Excerpt to read
··········
Outraged, because women across tech are still enduring some staggeringly backward attitudes and behaviors. And yet optimistic, because while these attitudes and behaviors are nothing new, what is new is that they’re making the front page. Now, at least, we’re outraged together. And that gives me hope that this might be the moment when things begin to change.

In the spirit of organizing outrage into a force for progress, I reached out to four leaders in tech about something that I think deserves immediate and sustained attention: Closing the gender gap in venture capital.

We like to think that venture capital is driven by the power of good ideas. But by the numbers, it’s men who have the keys. Last year, female founders received about 2 percent of venture capital funding — and the numbers are moving in the wrong direction. While the average investment in companies led by men jumped 12 percent, to $10.9 million, the average investment in companies led by women dropped 26 percent, to $4.5 million. Statistics tell us that funders award women founders just a quarter of the funding they ask for. Male founders, meanwhile, are getting half.

The gender gap in VC isn’t just a gap in who is receiving funding — it’s also a gap in who’s doing the investing. One report found that only 7 percent of partners at the top 100 venture firms are women. Fewer than two in five firms had even a single female partner.

In other words, VC remains very much an old boy’s club, one that can be difficult for women to break into. Women founders are at a disadvantage when it comes to networking, and they often have less access to the informal networks that are passing on information and resources to their male colleagues.

Now, let’s be very clear: The people who are running these VC funds aren’t necessarily setting out to be exclusive or discriminatory. But even so, there is a lot of evidence that unconscious biases are impacting the way female founders are received. Consider, for example, the finding that investors tend to describe young male entrepreneurs as “promising,” and young female entrepreneurs as “inexperienced.” Or that the managing partner of one of Silicon Valley’s leading VC firms admitted that one of the things he looks for when deciding whether to invest is an entrepreneur who fits the Gates, Bezos, Andreessen or Google model — which is to say, “white male nerds who’ve dropped out of Harvard or Stanford.”

Well, with all due respect to nerdy white guys (including the one I married), I think that archetype has a lot more to do with historical inequalities than it does with innate ability.

So where do we go from here? The change we need will require bold leadership from the industry’s power brokers. Venture partners and limited partners, I’m looking at you.

We also need to encourage better measurement and data on diversity in the venture and startup ecosystem. Project Include has designed some helpful frameworks and recommendations — and funds like Reach Capital and First Round Capital are ably demonstrating what these efforts look like in action. Limited partners can help by stepping up to pilot approaches to track diversity across their own portfolios.
··········
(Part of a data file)
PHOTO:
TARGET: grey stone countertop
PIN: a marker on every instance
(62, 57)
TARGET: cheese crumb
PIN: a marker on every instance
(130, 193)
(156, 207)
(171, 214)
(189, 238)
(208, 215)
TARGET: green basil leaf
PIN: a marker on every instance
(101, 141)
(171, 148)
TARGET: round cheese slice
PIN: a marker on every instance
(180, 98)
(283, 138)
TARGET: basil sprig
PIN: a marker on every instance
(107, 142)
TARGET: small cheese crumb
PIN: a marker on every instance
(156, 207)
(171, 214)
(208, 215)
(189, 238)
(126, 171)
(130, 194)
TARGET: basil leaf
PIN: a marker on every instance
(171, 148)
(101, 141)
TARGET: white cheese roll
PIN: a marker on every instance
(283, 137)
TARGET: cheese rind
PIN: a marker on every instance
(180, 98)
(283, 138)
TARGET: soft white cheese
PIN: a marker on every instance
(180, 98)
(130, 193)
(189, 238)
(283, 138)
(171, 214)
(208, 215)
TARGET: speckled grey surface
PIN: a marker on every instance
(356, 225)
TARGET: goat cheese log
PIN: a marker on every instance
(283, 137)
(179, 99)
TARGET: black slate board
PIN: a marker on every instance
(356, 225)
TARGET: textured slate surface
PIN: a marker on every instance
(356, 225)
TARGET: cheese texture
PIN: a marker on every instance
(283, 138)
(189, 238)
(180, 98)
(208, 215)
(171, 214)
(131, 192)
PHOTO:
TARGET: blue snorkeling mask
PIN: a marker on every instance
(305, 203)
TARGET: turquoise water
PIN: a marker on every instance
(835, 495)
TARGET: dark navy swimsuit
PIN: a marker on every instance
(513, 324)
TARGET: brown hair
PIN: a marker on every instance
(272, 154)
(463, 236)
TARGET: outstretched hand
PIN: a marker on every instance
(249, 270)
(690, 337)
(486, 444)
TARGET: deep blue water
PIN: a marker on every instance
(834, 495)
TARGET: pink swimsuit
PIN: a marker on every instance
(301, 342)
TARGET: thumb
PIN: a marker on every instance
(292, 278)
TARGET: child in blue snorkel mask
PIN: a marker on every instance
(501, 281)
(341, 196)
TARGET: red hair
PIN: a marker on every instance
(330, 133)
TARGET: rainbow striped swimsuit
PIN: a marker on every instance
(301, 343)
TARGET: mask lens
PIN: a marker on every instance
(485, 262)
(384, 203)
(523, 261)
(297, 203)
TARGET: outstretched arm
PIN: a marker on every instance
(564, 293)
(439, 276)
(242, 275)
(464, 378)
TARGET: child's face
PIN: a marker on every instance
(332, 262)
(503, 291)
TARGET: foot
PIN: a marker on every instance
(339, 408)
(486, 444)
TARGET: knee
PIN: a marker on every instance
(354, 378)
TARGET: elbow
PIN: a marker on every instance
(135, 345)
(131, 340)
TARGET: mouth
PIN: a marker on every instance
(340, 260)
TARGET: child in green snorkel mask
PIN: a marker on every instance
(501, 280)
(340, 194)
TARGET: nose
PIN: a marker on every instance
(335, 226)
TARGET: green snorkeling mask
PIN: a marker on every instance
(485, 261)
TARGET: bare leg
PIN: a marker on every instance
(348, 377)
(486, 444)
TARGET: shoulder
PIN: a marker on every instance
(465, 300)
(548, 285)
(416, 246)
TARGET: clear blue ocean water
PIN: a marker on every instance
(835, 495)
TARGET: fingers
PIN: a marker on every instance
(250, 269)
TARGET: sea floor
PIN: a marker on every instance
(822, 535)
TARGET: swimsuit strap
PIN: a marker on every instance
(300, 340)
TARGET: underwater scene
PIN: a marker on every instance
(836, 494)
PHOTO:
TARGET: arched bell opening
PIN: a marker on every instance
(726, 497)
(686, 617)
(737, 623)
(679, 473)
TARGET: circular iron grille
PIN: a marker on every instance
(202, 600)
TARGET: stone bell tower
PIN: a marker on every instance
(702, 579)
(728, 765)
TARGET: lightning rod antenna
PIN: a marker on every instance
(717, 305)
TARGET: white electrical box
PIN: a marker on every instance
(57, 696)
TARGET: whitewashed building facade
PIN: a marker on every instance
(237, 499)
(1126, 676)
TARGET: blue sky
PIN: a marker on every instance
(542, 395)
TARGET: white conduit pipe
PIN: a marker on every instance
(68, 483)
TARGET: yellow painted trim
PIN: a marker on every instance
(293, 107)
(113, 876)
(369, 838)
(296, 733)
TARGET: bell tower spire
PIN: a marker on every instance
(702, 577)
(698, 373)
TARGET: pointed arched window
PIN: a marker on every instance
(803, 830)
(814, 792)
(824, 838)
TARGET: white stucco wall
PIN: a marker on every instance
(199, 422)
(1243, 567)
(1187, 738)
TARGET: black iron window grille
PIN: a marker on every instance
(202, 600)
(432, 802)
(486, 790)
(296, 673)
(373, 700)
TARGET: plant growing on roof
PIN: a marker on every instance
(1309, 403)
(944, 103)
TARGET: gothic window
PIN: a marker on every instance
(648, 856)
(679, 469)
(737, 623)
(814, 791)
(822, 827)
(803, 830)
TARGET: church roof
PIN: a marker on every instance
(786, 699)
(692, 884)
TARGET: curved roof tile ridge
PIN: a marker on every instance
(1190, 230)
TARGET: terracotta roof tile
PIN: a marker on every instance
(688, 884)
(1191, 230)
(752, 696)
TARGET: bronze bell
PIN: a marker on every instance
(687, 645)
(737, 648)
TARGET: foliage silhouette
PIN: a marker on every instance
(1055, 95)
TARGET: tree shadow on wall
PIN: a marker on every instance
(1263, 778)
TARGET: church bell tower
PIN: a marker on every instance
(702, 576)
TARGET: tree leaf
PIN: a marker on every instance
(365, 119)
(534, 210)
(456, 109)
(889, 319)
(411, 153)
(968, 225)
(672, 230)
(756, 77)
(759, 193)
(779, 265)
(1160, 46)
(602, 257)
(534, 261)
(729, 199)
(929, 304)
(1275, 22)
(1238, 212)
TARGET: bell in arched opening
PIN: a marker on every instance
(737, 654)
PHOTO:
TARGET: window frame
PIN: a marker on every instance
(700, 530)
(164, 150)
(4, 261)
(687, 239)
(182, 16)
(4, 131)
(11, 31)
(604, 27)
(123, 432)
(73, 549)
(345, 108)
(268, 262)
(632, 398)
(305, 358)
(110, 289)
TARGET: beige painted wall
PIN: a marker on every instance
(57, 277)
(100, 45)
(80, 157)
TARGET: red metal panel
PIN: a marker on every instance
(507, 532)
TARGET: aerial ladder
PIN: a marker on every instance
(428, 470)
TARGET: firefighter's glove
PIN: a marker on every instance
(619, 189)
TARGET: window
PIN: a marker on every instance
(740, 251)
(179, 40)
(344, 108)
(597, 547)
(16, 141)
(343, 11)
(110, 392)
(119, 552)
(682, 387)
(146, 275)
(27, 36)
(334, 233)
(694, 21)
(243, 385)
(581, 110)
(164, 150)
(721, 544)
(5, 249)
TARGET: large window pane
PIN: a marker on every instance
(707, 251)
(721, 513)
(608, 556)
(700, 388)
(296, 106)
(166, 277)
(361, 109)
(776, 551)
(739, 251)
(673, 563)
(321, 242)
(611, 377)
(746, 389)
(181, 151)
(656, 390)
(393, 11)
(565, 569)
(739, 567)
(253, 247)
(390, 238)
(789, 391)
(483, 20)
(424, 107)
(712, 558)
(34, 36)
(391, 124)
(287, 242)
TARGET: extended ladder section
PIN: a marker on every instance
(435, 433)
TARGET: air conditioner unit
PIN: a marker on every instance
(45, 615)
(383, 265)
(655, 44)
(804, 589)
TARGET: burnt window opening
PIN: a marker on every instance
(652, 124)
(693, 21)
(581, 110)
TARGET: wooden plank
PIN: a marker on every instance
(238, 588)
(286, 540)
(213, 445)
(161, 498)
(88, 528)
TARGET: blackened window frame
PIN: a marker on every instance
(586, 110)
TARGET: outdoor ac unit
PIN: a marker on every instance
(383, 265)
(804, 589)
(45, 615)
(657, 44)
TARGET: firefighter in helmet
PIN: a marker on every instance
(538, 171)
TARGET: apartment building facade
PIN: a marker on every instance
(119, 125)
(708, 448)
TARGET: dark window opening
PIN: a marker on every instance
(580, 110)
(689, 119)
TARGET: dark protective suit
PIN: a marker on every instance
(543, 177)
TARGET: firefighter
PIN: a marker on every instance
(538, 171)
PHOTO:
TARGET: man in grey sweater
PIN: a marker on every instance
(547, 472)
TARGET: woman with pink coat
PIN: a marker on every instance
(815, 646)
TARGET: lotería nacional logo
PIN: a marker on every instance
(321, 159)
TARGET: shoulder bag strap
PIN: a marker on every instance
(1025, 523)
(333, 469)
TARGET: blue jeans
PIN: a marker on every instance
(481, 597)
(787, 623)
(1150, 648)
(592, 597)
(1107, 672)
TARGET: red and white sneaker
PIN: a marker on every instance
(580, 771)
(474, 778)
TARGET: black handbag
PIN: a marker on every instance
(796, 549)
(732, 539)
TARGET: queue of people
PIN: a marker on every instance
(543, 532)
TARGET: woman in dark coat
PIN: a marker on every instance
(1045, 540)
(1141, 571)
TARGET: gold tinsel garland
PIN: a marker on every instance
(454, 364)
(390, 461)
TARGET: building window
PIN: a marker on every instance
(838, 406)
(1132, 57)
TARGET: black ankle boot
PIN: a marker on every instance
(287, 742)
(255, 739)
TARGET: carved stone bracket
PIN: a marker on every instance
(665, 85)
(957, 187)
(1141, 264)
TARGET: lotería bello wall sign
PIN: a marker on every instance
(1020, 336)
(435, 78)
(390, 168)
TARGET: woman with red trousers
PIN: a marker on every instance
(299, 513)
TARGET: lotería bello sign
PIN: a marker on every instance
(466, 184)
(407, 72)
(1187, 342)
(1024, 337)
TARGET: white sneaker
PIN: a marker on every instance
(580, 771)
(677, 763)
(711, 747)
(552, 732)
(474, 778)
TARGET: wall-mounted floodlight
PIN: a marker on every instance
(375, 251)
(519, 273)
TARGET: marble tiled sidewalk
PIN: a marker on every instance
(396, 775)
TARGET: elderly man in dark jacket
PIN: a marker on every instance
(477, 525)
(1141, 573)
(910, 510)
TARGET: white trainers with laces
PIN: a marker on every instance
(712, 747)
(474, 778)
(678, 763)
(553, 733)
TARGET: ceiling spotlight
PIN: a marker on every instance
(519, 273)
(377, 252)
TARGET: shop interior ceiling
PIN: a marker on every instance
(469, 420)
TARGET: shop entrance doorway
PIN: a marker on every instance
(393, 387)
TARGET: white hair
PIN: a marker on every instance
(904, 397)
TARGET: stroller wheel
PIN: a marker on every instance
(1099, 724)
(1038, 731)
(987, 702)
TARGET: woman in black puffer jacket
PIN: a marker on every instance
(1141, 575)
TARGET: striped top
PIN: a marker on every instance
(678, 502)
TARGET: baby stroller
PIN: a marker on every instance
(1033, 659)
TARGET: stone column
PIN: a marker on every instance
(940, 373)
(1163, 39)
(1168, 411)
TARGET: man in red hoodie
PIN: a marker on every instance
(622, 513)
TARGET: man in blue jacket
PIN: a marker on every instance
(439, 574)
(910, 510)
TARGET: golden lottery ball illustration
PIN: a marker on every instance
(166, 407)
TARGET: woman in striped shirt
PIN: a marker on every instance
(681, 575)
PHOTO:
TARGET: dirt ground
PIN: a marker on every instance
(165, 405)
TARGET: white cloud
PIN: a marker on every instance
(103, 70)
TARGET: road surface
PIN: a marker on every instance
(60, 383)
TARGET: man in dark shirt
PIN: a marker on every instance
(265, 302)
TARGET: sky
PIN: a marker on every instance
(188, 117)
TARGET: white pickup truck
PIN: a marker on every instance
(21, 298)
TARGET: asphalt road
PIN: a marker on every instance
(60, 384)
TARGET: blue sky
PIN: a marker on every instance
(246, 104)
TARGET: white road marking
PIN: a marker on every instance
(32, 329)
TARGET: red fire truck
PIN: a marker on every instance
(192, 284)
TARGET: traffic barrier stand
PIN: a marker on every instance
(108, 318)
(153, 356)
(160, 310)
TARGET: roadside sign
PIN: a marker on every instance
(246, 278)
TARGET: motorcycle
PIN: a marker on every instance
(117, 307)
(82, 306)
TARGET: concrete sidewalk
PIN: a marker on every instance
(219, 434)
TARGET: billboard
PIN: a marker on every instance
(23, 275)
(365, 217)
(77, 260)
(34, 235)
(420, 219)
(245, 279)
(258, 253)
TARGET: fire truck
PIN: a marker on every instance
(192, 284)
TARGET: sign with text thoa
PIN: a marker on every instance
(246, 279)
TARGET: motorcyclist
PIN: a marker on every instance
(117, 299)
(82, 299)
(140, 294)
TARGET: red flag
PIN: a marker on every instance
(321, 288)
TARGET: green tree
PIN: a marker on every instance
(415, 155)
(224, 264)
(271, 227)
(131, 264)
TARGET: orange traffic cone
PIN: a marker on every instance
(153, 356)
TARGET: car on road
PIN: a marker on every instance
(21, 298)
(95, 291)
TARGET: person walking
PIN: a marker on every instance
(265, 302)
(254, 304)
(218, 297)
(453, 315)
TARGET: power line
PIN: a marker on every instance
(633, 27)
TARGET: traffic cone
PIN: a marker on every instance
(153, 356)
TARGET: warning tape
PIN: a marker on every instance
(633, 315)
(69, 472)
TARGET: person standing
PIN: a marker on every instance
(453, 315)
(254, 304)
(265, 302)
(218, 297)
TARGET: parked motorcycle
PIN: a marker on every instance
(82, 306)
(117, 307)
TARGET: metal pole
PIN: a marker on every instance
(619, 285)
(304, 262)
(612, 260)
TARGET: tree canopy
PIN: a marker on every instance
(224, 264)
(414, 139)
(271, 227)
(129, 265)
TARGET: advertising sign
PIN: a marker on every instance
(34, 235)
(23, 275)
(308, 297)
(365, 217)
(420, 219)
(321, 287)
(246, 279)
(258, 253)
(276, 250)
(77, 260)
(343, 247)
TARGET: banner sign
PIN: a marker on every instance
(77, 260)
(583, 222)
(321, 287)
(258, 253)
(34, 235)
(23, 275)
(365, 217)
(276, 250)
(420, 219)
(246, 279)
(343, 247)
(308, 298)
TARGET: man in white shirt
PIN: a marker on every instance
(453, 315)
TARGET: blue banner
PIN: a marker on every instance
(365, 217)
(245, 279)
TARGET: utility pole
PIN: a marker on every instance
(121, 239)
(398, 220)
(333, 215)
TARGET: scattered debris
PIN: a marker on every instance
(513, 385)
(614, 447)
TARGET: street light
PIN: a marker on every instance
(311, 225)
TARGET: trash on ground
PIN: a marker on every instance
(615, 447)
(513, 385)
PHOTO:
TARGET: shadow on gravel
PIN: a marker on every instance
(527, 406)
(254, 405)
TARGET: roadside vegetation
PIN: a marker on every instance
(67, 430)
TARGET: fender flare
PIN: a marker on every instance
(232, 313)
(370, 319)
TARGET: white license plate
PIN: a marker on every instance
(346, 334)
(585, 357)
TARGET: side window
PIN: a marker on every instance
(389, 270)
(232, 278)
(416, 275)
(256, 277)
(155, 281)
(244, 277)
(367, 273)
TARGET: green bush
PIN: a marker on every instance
··········
Required work
In the piece on the venture capital gender gap, what share of partners at the top 100 venture firms are women, according to one report?

Exercise answer
Only 7 percent.